- [Énoncé de l'exercice 1]:
Selon l'extrait sur la laïcité, à quelle période le néologisme « laïc » est-il apparu au sens actuel ?
- [Énoncé de l'exercice 2]:
Dans les enregistrements, recopiez s'il vous plaît les lignes allant de celle qui contient « trash can lid. » jusqu'à celle qui contient « [38,266,156,360] », en remplaçant « determine » par « locate » sans rien modifier d'autre.

- [Extrait du texte]:
<<<<

La laïcité : une spécificité française ?

Pourquoi célébrer le 9 décembre la journée nationale de la laïcité ? L’interrogation porte d’abord sur la date retenue. En effet, le mot “laïcité” ne figure pas dans la loi du 9 décembre 1905 concernant la séparation des Églises et de l'État. C’est donc plus l’esprit de cette loi que sa lettre que l’on retient comme l’élément fondateur de ce principe. Ce dernier avait cependant déjà pris corps avec l’apparition du néologisme “laïc” - au sens où nous l’entendons aujourd’hui - dans les années 1880 et sa popularité a rapidement grandi chez ceux qui reprochaient à l’Église son ingérence dans la chose publique.

>>>>

- [Matériel fourni]:
<<<<

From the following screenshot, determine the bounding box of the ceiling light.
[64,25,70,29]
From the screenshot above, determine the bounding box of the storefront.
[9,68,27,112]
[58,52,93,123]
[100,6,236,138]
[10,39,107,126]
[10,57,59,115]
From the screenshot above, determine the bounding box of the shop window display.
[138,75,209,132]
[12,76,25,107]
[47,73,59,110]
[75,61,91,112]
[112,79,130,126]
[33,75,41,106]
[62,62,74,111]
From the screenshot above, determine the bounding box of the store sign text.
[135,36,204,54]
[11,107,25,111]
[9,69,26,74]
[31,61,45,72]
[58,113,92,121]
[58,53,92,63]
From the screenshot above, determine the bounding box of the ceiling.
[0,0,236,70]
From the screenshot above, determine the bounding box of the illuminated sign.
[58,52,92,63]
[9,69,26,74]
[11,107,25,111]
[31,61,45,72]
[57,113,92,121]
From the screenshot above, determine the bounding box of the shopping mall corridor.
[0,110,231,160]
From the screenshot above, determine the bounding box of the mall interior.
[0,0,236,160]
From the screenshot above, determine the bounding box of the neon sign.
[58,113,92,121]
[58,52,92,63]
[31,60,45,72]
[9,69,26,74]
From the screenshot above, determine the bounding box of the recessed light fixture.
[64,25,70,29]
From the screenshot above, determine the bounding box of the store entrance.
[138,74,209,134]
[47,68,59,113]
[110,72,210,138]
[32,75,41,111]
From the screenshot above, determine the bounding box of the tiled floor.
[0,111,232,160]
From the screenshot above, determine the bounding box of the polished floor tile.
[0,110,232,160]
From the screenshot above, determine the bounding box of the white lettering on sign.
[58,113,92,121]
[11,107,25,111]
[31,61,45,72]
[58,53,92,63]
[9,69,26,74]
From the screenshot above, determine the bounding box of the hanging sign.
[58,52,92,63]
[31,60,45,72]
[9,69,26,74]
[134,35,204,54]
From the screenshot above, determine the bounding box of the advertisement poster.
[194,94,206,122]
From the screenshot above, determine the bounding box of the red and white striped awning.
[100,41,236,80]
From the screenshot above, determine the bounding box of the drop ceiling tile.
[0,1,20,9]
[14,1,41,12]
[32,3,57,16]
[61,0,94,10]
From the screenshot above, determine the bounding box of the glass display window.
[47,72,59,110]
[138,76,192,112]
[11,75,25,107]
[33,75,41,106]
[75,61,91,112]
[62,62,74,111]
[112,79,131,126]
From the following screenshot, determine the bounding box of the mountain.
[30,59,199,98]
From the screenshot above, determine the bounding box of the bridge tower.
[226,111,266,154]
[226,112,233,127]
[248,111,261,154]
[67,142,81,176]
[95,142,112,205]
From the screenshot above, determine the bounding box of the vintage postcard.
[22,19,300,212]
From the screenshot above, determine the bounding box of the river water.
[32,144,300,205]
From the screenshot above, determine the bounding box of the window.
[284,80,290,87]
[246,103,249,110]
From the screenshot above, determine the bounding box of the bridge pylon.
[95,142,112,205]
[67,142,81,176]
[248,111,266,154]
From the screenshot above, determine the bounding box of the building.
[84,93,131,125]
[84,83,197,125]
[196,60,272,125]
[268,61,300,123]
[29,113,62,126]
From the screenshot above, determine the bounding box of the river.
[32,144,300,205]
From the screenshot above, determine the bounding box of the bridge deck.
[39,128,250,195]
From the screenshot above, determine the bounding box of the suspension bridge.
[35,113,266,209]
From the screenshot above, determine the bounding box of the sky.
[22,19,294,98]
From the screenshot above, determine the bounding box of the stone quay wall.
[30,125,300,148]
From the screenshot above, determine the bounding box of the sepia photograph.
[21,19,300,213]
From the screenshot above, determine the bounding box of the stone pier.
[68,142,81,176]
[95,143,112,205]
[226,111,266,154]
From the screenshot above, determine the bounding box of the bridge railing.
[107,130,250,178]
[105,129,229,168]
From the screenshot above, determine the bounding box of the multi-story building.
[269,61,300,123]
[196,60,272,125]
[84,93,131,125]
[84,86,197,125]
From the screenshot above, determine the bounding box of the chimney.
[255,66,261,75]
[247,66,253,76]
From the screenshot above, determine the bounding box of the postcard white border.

>>>>
<<<<

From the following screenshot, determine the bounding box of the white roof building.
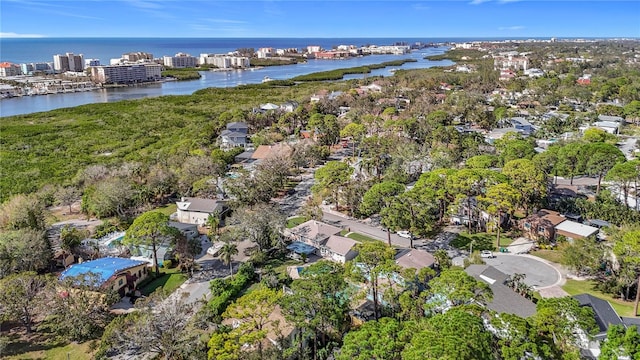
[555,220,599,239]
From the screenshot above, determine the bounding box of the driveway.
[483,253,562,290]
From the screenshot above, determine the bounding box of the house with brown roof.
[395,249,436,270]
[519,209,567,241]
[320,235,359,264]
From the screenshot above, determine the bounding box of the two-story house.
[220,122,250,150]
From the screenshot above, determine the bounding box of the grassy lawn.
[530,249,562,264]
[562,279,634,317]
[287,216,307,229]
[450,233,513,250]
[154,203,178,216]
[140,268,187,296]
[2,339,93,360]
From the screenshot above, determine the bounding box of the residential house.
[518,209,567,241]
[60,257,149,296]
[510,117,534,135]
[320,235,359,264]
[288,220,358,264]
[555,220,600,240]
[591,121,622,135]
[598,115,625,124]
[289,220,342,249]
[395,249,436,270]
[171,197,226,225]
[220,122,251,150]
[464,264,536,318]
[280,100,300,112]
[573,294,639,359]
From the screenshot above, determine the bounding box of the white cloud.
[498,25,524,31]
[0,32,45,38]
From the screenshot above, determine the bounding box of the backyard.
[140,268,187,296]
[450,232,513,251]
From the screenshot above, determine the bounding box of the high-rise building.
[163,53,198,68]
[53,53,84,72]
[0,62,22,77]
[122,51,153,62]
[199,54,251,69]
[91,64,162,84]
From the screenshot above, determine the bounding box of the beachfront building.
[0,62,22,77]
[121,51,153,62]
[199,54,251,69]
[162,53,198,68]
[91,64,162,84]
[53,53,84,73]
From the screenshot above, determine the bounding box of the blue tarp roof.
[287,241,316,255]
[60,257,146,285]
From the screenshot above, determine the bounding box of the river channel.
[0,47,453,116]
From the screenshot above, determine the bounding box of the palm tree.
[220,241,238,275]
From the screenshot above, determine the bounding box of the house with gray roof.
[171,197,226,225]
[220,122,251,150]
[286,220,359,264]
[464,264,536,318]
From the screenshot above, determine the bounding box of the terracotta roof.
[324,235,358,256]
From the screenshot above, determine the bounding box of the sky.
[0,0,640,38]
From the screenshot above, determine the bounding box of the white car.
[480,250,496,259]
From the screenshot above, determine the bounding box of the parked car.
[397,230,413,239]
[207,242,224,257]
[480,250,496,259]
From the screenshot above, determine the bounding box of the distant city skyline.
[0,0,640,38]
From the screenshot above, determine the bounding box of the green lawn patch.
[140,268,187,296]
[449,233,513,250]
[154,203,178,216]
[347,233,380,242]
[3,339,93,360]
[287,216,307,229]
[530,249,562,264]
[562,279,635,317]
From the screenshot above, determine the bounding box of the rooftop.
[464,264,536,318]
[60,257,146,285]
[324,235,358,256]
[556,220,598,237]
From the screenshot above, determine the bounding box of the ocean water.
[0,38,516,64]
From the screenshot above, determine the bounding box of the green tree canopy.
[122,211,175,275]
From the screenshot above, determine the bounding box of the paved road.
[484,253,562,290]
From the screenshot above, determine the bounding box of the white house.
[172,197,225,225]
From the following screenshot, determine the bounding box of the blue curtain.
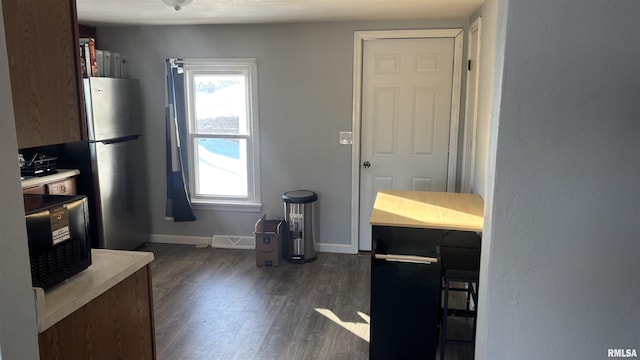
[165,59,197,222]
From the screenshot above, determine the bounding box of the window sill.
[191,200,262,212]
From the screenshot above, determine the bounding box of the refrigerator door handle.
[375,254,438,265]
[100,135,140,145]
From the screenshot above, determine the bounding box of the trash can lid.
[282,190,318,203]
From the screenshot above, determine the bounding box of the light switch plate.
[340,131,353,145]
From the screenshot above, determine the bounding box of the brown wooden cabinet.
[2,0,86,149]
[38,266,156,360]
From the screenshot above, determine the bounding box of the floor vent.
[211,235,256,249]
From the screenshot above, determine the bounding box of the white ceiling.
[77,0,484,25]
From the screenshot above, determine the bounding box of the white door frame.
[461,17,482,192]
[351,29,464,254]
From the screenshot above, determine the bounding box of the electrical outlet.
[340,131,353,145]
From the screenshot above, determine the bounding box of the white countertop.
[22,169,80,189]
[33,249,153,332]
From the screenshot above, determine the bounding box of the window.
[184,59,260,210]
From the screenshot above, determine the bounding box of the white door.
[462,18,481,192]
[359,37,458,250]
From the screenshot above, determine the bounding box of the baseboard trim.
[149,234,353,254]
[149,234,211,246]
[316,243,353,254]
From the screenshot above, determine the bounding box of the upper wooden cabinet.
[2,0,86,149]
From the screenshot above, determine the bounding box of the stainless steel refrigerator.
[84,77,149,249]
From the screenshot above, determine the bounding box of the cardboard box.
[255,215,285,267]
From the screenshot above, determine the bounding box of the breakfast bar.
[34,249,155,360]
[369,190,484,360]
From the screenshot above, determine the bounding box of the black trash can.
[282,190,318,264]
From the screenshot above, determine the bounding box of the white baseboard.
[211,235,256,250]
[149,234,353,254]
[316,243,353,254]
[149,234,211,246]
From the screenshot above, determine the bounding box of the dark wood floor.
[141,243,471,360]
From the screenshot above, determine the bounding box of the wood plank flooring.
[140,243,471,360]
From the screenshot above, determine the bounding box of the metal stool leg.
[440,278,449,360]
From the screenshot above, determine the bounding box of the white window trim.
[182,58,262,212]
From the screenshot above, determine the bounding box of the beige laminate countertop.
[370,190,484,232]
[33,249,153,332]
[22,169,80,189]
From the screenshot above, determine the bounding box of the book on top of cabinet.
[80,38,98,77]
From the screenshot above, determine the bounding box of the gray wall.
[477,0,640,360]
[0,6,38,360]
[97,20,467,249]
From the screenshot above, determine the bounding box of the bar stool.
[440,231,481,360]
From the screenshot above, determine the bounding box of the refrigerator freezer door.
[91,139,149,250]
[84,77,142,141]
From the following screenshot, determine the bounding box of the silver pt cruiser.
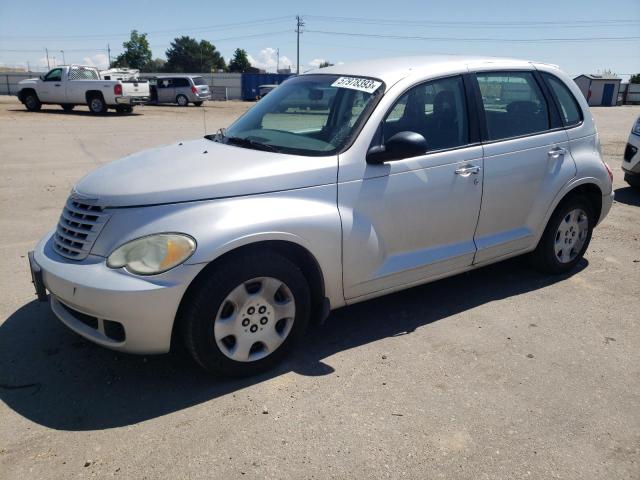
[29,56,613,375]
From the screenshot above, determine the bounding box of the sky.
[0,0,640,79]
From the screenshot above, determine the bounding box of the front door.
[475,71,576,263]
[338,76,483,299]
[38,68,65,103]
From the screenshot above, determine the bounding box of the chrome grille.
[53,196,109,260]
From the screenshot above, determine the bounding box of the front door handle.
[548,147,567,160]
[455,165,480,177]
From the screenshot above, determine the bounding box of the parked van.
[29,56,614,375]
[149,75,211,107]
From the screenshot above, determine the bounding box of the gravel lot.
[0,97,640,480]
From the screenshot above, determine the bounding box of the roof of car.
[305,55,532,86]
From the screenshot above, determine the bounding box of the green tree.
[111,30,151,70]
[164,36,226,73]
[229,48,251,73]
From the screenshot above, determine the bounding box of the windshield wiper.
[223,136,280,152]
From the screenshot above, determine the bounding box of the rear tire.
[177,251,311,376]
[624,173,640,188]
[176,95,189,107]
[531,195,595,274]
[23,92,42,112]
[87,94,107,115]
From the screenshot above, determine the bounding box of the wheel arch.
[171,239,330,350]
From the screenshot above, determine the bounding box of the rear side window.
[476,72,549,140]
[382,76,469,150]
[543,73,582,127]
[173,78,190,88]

>>>>
<<<<

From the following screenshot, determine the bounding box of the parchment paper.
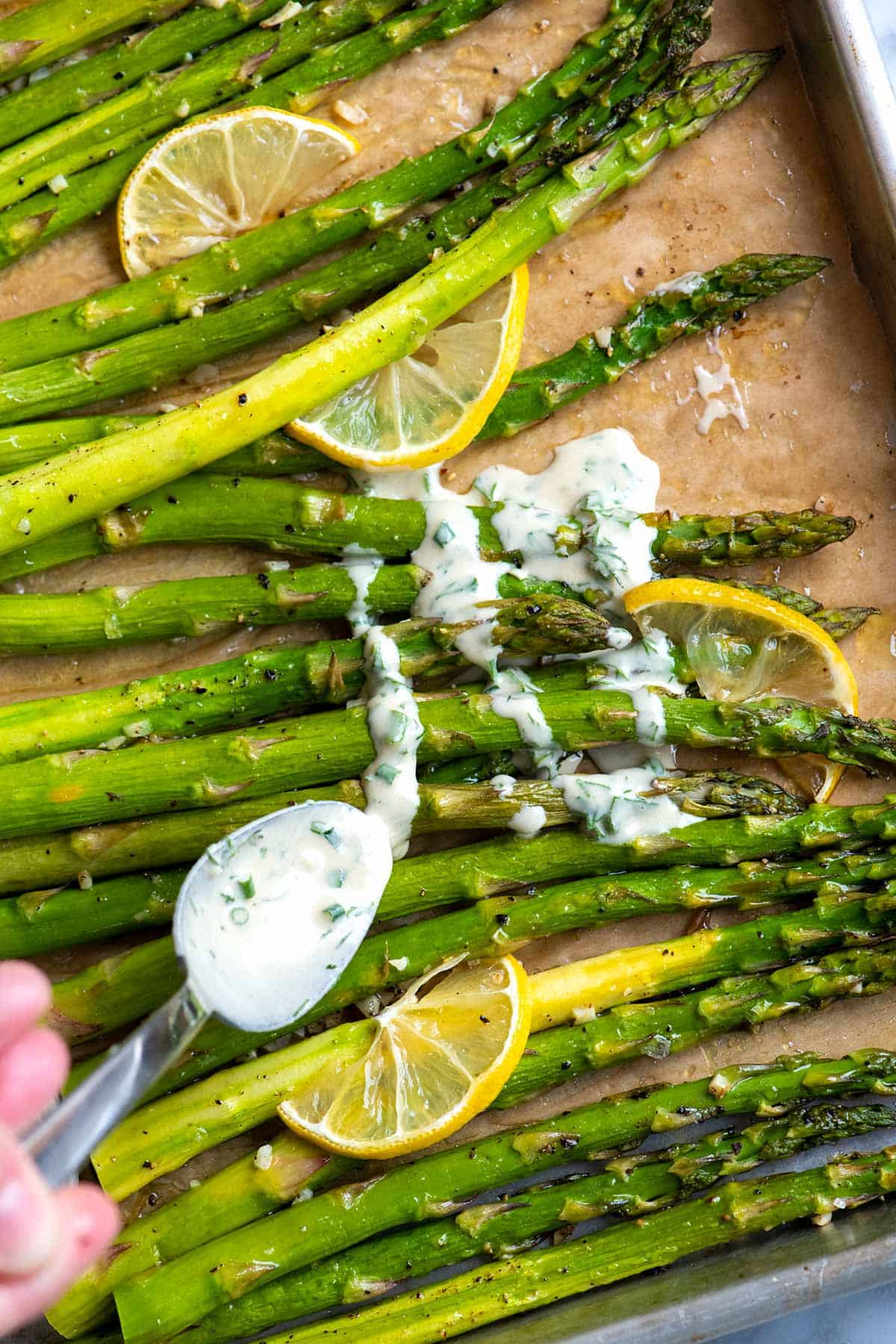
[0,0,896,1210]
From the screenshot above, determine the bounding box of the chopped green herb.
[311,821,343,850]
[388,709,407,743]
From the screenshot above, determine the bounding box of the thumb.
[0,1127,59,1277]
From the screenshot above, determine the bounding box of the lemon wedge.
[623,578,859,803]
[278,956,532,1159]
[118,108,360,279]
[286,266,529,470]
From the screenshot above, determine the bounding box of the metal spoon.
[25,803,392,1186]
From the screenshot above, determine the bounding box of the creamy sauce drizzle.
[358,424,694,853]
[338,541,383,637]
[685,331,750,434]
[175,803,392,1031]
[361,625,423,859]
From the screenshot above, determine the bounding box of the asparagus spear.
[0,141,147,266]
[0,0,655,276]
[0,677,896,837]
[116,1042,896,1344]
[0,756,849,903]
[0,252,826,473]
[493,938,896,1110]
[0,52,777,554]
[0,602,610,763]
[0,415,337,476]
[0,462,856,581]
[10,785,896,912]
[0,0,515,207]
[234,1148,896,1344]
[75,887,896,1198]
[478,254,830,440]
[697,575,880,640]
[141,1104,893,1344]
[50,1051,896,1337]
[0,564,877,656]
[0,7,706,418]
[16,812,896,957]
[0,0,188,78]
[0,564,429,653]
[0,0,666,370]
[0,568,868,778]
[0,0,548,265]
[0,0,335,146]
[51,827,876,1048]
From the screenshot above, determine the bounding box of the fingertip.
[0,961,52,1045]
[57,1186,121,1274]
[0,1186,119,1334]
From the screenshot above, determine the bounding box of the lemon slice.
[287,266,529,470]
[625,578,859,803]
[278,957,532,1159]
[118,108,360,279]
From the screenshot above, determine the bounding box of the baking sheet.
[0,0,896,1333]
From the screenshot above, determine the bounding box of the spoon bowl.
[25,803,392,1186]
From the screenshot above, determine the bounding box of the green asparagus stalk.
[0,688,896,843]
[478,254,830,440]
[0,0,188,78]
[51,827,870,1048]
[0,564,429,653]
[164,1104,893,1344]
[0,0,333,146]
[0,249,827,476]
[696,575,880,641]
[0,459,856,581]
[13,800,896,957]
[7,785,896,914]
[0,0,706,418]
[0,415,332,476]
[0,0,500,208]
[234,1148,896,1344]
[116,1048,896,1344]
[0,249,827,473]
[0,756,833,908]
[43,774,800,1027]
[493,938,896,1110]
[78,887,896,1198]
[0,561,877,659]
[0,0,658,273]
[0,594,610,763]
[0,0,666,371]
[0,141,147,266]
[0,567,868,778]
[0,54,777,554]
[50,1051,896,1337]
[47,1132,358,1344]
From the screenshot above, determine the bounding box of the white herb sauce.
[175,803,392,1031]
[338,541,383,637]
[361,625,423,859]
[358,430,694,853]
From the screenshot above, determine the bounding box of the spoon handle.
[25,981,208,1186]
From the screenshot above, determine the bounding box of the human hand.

>>>>

- [Réponse complète 1]:
Dans les années 1880.

- [Réponse complète 2]:
From the screenshot above, locate the bounding box of the trash can lid.
[282,190,318,203]
From the screenshot above, locate the bounding box of the light switch plate.
[340,131,353,145]
From the screenshot above, locate the bounding box of the brown wooden cabinet.
[2,0,86,149]
[38,266,156,360]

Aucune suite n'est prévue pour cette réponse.